Given problem
Return, verbatim and with both end lines included, the lines of the records starting at the line containing "the wooden floor" and ending at the line containing "point(295, 139)".

┌─ Supplied material

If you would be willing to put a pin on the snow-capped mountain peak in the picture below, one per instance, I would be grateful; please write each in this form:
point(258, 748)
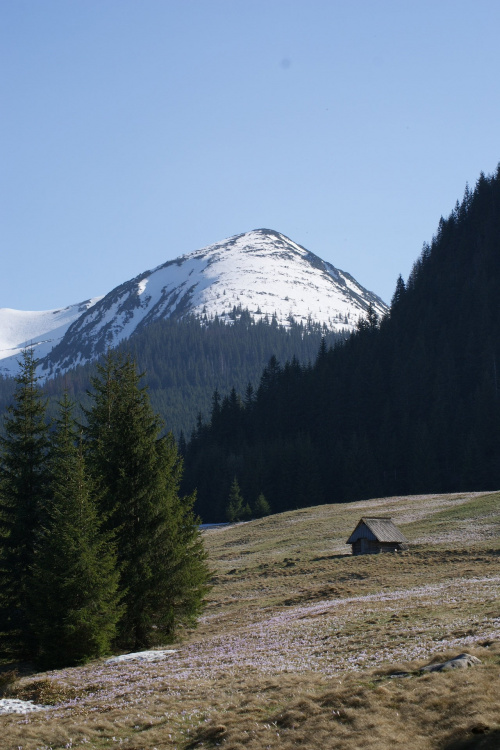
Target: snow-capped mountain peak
point(261, 271)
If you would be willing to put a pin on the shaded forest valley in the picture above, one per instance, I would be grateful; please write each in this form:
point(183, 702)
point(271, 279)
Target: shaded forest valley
point(299, 640)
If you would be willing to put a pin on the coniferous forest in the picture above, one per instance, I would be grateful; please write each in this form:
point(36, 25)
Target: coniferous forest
point(408, 404)
point(184, 361)
point(97, 547)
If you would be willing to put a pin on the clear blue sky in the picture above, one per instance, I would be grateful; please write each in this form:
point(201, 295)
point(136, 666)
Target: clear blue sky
point(132, 131)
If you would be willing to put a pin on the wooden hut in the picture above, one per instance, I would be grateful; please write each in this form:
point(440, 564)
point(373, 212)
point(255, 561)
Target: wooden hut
point(373, 535)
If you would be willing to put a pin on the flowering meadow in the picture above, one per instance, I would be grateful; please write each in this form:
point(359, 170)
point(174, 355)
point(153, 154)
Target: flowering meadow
point(293, 618)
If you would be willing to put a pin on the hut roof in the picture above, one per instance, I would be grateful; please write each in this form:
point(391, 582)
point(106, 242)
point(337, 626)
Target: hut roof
point(379, 529)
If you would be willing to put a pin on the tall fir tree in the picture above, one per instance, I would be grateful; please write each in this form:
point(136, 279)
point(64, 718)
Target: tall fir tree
point(24, 482)
point(74, 596)
point(160, 551)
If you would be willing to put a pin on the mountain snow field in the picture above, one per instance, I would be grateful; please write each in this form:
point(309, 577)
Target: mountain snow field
point(261, 271)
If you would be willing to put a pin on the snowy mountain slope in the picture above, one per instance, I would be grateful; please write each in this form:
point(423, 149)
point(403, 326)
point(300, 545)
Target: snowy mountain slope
point(43, 329)
point(262, 271)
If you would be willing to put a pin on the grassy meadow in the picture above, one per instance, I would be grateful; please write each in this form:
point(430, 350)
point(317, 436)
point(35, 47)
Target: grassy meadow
point(300, 644)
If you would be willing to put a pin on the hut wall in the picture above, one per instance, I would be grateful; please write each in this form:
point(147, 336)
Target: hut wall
point(373, 547)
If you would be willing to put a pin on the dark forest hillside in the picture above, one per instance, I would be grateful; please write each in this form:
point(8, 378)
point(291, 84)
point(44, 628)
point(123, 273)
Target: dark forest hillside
point(409, 404)
point(185, 361)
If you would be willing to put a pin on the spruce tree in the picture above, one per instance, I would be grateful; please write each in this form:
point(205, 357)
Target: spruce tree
point(74, 592)
point(160, 552)
point(24, 483)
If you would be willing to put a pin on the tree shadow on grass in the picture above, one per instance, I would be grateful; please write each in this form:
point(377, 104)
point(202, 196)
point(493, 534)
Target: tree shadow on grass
point(483, 739)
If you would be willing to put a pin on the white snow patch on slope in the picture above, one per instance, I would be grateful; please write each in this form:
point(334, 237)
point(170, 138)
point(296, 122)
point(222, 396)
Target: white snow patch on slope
point(147, 656)
point(16, 706)
point(43, 329)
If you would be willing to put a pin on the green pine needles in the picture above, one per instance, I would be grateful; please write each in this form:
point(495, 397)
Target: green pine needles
point(97, 548)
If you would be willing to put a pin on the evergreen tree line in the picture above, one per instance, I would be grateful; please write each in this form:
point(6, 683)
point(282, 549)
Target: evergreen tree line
point(408, 404)
point(97, 548)
point(186, 360)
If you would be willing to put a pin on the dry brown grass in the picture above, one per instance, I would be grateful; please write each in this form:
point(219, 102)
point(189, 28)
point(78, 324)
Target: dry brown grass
point(299, 641)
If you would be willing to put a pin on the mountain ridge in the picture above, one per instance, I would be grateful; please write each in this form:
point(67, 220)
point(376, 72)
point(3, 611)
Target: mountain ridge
point(261, 271)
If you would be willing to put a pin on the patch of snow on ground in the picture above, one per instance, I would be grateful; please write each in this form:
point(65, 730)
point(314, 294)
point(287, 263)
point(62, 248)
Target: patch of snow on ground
point(141, 656)
point(16, 706)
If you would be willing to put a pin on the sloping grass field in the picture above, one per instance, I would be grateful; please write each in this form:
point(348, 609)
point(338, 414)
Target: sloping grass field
point(300, 644)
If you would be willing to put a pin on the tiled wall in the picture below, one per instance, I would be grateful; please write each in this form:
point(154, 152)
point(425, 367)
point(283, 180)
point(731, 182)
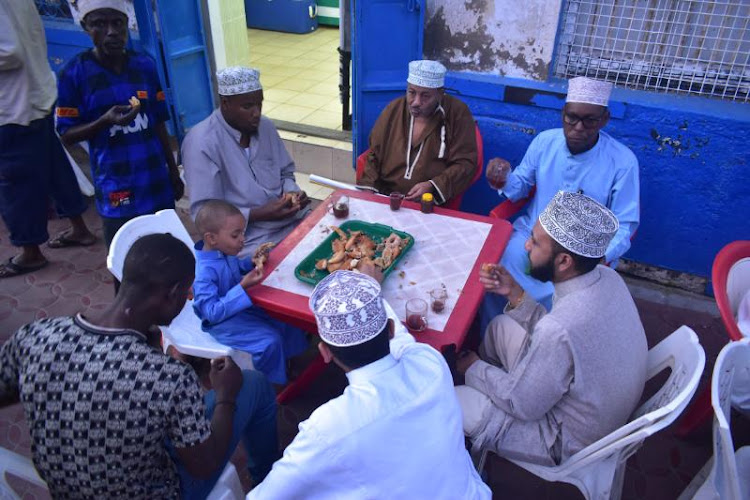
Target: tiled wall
point(228, 32)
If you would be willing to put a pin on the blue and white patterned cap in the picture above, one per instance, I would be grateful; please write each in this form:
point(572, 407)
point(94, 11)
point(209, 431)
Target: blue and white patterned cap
point(348, 308)
point(429, 74)
point(237, 80)
point(588, 91)
point(579, 223)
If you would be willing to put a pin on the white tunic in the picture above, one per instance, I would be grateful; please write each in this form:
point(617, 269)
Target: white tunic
point(217, 167)
point(395, 432)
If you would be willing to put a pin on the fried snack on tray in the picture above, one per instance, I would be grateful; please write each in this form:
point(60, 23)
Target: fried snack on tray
point(261, 254)
point(351, 250)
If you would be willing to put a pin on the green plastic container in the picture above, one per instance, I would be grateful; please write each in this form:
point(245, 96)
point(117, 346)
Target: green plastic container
point(305, 270)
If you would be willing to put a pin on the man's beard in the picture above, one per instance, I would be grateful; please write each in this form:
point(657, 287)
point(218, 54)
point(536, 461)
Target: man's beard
point(544, 272)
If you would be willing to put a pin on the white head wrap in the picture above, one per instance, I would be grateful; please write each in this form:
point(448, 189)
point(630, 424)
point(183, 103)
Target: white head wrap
point(348, 308)
point(238, 80)
point(428, 74)
point(86, 6)
point(579, 223)
point(588, 91)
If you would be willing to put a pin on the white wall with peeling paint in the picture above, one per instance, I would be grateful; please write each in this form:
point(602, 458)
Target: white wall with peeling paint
point(513, 38)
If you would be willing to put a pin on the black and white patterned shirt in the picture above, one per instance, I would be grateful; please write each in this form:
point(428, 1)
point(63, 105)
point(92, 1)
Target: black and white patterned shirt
point(100, 404)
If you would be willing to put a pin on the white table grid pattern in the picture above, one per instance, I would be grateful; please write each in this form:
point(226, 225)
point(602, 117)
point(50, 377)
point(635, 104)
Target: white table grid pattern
point(444, 252)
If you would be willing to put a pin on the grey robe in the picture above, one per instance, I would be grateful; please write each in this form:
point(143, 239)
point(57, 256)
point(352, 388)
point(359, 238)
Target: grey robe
point(217, 167)
point(580, 379)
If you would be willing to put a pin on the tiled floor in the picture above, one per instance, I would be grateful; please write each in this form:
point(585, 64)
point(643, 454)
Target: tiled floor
point(300, 75)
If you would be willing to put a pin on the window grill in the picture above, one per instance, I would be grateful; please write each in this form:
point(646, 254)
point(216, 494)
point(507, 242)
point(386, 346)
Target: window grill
point(55, 9)
point(697, 47)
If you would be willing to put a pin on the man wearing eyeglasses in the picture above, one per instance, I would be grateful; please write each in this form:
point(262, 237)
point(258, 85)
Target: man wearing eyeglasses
point(579, 157)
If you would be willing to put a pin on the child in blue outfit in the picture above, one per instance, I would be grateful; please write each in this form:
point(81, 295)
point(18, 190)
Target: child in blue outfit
point(220, 294)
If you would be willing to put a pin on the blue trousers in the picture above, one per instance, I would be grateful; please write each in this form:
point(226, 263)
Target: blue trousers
point(34, 169)
point(254, 423)
point(270, 341)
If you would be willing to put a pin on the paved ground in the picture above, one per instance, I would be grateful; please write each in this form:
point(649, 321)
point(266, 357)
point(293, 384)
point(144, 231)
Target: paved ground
point(77, 281)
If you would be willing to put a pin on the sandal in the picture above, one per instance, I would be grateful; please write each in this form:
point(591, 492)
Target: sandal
point(11, 269)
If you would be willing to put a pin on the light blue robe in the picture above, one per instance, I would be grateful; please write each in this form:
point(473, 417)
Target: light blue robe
point(230, 317)
point(608, 173)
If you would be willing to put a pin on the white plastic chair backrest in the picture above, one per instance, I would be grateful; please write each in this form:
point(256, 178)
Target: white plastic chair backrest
point(732, 364)
point(228, 487)
point(164, 221)
point(19, 466)
point(186, 334)
point(682, 353)
point(738, 283)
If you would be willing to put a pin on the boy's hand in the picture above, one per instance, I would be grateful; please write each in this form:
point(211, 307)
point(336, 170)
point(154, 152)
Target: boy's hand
point(252, 278)
point(120, 115)
point(177, 185)
point(226, 378)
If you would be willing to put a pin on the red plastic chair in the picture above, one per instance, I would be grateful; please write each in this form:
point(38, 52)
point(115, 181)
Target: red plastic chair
point(455, 202)
point(731, 278)
point(508, 209)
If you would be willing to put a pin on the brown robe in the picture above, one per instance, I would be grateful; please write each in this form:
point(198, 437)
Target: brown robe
point(450, 175)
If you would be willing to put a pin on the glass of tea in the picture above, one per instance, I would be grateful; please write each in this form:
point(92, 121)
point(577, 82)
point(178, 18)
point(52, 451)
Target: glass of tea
point(416, 315)
point(497, 172)
point(340, 207)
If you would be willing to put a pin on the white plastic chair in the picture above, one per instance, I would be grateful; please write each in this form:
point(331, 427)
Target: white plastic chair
point(599, 469)
point(228, 487)
point(185, 331)
point(730, 474)
point(16, 465)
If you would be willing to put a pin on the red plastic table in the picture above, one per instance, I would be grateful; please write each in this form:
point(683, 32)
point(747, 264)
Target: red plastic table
point(275, 297)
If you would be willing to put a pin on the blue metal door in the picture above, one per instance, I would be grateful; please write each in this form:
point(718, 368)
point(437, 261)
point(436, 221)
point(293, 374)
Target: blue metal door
point(386, 35)
point(180, 46)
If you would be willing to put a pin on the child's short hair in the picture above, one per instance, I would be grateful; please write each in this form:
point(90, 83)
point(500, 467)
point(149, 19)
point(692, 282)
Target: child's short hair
point(212, 215)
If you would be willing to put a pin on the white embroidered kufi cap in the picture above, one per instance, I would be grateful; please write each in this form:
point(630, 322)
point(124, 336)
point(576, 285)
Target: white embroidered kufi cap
point(238, 80)
point(579, 223)
point(588, 91)
point(348, 308)
point(429, 74)
point(86, 6)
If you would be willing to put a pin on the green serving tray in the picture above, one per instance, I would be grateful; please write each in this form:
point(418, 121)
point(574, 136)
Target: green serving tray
point(305, 270)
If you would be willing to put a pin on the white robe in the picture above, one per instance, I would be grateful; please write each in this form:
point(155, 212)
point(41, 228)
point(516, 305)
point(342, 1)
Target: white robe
point(396, 432)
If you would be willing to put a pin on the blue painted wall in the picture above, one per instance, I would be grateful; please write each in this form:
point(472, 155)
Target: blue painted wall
point(693, 153)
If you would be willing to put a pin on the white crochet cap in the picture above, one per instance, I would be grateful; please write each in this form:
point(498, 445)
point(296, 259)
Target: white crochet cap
point(579, 223)
point(86, 6)
point(588, 91)
point(238, 80)
point(348, 308)
point(429, 74)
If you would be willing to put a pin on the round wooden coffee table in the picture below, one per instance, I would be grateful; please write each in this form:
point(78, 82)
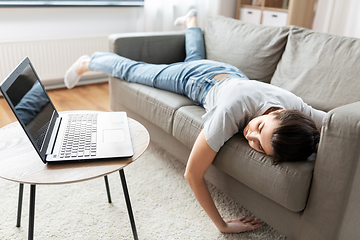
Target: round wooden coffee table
point(20, 163)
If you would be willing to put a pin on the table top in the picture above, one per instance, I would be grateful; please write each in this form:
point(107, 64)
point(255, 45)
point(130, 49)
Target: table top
point(19, 162)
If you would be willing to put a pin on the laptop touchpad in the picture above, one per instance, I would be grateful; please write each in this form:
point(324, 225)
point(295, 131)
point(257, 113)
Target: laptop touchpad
point(113, 135)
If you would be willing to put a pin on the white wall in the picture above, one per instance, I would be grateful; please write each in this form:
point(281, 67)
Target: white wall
point(31, 23)
point(340, 17)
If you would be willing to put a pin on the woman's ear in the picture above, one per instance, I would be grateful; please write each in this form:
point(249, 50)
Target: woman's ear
point(277, 111)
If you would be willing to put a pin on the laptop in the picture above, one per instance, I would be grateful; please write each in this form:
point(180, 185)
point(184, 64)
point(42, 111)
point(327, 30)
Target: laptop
point(65, 136)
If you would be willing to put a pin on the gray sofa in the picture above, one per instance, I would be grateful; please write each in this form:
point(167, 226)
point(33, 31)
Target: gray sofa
point(313, 199)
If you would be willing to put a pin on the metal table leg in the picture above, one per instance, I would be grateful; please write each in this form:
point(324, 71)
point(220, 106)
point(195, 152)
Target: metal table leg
point(21, 193)
point(107, 188)
point(32, 212)
point(128, 203)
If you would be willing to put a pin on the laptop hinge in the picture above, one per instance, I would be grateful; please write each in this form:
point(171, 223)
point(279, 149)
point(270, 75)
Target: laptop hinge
point(53, 137)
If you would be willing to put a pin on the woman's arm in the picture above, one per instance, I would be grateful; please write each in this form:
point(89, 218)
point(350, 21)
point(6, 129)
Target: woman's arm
point(201, 156)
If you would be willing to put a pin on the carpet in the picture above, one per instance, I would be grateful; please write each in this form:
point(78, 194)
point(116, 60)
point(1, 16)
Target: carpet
point(163, 204)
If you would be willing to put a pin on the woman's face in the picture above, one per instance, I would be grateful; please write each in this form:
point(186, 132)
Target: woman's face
point(259, 132)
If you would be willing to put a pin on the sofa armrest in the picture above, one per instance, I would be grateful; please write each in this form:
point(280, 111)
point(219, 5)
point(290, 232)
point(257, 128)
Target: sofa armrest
point(150, 47)
point(333, 206)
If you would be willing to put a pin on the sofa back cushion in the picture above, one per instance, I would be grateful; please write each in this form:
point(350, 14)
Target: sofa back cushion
point(254, 49)
point(320, 68)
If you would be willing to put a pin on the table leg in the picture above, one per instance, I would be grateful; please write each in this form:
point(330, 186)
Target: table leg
point(32, 212)
point(128, 203)
point(107, 188)
point(21, 193)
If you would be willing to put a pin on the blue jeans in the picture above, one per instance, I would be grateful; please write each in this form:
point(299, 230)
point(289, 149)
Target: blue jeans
point(192, 78)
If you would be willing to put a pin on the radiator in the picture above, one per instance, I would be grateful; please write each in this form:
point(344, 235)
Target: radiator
point(51, 58)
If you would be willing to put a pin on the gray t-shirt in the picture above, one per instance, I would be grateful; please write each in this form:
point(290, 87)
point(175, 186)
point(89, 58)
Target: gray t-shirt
point(233, 102)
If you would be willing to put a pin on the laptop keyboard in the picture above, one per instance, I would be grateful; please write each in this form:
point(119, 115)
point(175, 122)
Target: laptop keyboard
point(80, 136)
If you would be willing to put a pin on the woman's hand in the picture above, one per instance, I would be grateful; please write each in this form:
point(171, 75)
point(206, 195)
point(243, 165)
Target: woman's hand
point(241, 225)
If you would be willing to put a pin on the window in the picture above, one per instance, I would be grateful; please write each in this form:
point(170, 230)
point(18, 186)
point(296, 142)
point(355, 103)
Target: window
point(72, 3)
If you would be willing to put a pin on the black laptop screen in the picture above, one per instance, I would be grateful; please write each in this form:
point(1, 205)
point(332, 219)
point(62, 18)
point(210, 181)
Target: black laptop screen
point(31, 104)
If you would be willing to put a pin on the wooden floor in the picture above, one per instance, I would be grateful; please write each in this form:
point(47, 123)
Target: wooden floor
point(85, 97)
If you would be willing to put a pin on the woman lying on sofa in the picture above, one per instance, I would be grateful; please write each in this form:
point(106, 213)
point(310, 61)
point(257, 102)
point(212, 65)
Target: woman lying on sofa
point(274, 121)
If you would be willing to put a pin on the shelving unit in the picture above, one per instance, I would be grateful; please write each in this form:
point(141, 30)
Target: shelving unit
point(277, 12)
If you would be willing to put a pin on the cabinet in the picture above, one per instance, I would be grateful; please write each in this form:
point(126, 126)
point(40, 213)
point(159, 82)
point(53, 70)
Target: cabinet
point(276, 12)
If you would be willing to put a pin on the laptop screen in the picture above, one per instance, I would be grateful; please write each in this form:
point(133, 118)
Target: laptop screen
point(31, 104)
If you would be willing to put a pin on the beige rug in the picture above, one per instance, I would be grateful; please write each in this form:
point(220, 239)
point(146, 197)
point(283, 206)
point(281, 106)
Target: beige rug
point(163, 205)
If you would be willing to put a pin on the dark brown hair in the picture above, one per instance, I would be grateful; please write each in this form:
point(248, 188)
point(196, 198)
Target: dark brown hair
point(295, 139)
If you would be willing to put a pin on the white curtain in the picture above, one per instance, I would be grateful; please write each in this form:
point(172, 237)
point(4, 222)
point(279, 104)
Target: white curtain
point(341, 17)
point(159, 15)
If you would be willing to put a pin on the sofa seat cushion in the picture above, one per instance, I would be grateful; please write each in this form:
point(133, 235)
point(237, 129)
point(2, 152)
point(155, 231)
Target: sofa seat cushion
point(288, 184)
point(321, 68)
point(254, 49)
point(156, 105)
point(188, 124)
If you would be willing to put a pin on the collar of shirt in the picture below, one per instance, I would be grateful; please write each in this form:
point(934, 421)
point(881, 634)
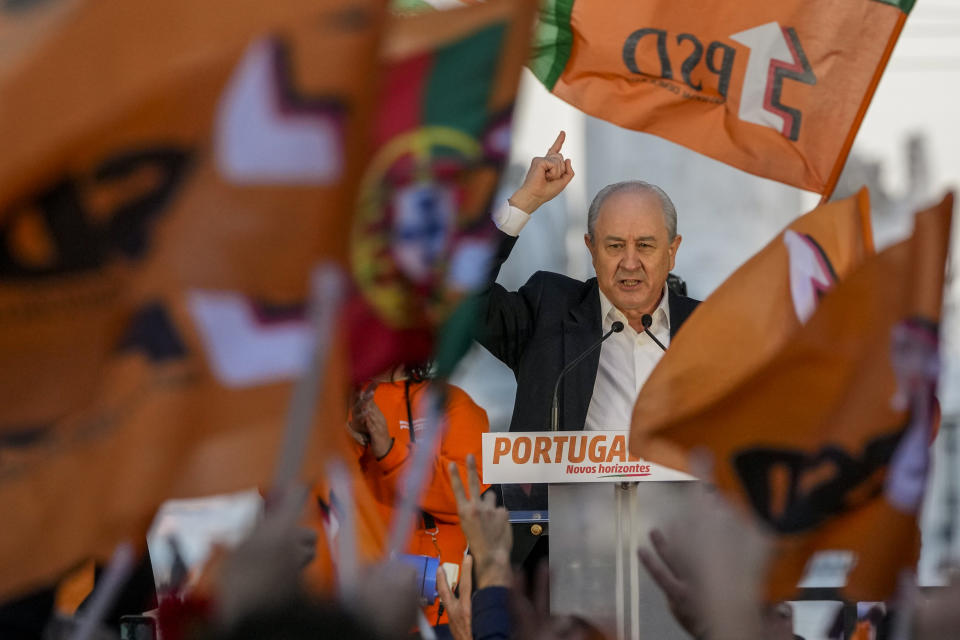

└─

Solution for this exercise
If you would be willing to put a pin on the wooden floor in the picture above, one per instance, I would be grateful; please write each in this form:
point(47, 123)
Target: wooden floor
point(85, 97)
If you would be willing to put a pin on the woman lying on sofa in the picture above, one per instance, I would be grateful; please write each in this form:
point(106, 213)
point(310, 61)
point(257, 102)
point(212, 65)
Target: woman lying on sofa
point(274, 121)
If you would be willing to put a pin on the shelving unit in the picture above, one per instance, I would be grateful; please write each in this form:
point(141, 30)
Target: shelving unit
point(277, 12)
If you would be willing to put a pin on the cabinet in the picture above, one per instance, I would be grateful; please write each in this form:
point(126, 126)
point(40, 213)
point(159, 82)
point(53, 70)
Target: cabinet
point(276, 12)
If you would be willing to put a pin on the laptop screen in the picture above, one per instance, I would be grateful; please write each in this form:
point(133, 118)
Target: laptop screen
point(31, 104)
If you would be willing to put a pin on the beige rug in the picture above, one per instance, I would be grateful; please write each in this form:
point(220, 239)
point(146, 197)
point(283, 206)
point(281, 106)
Target: beige rug
point(163, 205)
If you would be willing to put a pin on the dark brown hair in the picture above, one per instance, I would be grateful; please write each in this form:
point(248, 188)
point(196, 198)
Target: dark brown hair
point(295, 139)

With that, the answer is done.